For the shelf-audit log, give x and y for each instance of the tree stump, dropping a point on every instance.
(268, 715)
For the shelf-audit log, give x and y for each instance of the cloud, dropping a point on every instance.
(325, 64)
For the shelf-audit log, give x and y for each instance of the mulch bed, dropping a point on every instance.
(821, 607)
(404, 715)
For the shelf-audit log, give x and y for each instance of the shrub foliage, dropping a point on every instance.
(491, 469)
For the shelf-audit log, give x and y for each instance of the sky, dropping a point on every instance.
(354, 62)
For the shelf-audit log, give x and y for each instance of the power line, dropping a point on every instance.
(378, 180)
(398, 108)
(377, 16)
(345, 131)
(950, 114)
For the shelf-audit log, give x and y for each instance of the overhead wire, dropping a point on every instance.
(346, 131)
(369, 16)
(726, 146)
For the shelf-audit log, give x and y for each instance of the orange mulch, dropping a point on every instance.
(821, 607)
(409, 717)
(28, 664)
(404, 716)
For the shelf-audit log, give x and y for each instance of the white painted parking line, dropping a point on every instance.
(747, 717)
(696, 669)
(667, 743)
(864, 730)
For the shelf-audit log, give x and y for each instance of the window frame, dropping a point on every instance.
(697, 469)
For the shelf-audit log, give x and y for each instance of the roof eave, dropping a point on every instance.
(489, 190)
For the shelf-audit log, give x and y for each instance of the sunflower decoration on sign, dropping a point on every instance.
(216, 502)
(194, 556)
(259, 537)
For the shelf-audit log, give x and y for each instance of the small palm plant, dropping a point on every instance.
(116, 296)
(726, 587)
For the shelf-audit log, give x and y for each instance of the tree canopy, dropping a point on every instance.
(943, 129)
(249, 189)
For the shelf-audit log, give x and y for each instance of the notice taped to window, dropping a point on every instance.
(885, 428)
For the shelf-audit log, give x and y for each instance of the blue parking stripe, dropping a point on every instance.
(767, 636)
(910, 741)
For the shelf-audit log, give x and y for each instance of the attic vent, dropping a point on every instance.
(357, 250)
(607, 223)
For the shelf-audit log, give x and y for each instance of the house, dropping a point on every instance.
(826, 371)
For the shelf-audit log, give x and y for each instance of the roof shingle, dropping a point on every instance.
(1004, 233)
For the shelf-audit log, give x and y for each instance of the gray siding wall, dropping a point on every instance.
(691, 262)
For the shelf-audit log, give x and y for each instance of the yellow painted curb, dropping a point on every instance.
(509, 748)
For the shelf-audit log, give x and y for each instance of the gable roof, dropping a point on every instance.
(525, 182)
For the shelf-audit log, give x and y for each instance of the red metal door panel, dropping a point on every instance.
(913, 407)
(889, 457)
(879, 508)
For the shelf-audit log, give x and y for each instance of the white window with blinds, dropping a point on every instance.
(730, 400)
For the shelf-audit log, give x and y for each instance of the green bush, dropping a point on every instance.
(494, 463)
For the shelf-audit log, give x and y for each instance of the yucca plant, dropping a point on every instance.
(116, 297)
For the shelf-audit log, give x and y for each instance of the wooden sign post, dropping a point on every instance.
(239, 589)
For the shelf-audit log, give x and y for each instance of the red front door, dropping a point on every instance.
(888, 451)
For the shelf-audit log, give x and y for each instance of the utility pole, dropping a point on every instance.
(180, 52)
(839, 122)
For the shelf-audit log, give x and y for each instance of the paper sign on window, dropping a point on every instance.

REQUIREMENT: Copy out all of the material above line for line, with no changes.

FINISHED TASK:
For the shelf-audit log, give x and y for each instance of the tree stump, dropping a point on every instance.
(268, 715)
For the shelf-audit log, give x and y for each instance of the cloud, dropping a point on every instance.
(325, 64)
For the shelf-audit log, give x and y for each instance of the mulch bed, dropping a point on every instance.
(821, 607)
(404, 715)
For the shelf-audit log, give x and y for each instance of the shrub foliage, dropping a point on every instance.
(491, 469)
For the shelf-audit log, give x and y for each instance of the sky, dropping a point on every instance.
(354, 62)
For the shelf-audit log, give x and y for each instance of the power line, dropping a point on every instance.
(378, 180)
(398, 108)
(377, 16)
(345, 131)
(950, 114)
For the shelf-audit log, give x and y for each instance of the overhead wire, dropping a point on every instance.
(346, 131)
(369, 16)
(726, 146)
For the shelf-audit log, give x and y for each instance of the orange mulch, dropping a point on every instance.
(821, 607)
(409, 717)
(28, 664)
(404, 716)
For the shelf-audit log, give x and y for each instance of the white painted parking line, dropping a point on every instance.
(747, 717)
(696, 669)
(667, 743)
(864, 730)
For the shelf-audit log, give x and y for each instance of the window frame, dropping a point on every instance.
(697, 469)
For the shelf-audit log, give x and y for each instance of the roof eave, dropping a point on every instance.
(489, 190)
For the shelf-audit log, give x and y for each instance of the sunflower decoration on sign, dropping a point on every instance.
(216, 502)
(194, 556)
(259, 537)
For the shelf-audit log, give x and y for each instance of the small palm plant, dropping a point on every instance.
(116, 296)
(726, 587)
For the shelf-audit log, give x and y for each instance of the tree canopy, dropping a point on every instance.
(943, 129)
(249, 189)
For the shelf-audit log, give x and y for each instance of the notice taped to window, dropping a point on every instance.
(885, 428)
For the shelf-audit log, give x and y for each instance of the blue parking stripe, dropping a point on every instance.
(767, 636)
(910, 741)
For the shelf-audit log, give x and y for each instance of the attic vent, dropping a point on every instance.
(357, 250)
(607, 223)
For the shelf-audit log, give x and y for each instance of the house, dropping a point on every instance.
(826, 371)
For the shelf-audit log, give x and y for each instance of the roof shingle, dropping a point on every instance.
(1004, 233)
For the shelf-audit log, give x and y for each instance of the gray siding wall, dropping a point on every instance.
(691, 262)
For the shelf-audit log, give x and y for each instance of the yellow painted curb, dropping a point on every instance.
(509, 748)
For the shelf-audit log, give x and y for each instance of the gable roof, dropping a point on every instance.
(525, 182)
For the shelf-audit log, give x and y for each instance of the red metal door panel, dropping a point on every instance.
(913, 407)
(889, 457)
(879, 508)
For the shelf-audit log, give x and y for each instance of the white window with blinds, dropping a point on every instance.
(730, 400)
For the shelf-audit log, give x and y for each instance of the green bush, dropping a point on every instance.
(494, 463)
For the shelf-audit log, give x and y for each instance of the yucca plant, dropping a point on every instance.
(116, 297)
For the shelf-audit log, give x and y for each instance of the wooden sign post, dropping a point on every instance.
(239, 589)
For the shelf-audit log, give x and y for each instance of the red front door, dropping a point on every instance.
(888, 451)
For the shelf-audit log, give x and y for each instance of the utility pole, dropping a point on every instance.
(180, 52)
(839, 122)
For the shelf-audit log, give x and y for each instance of the paper sign on window, dropping a point on every instance.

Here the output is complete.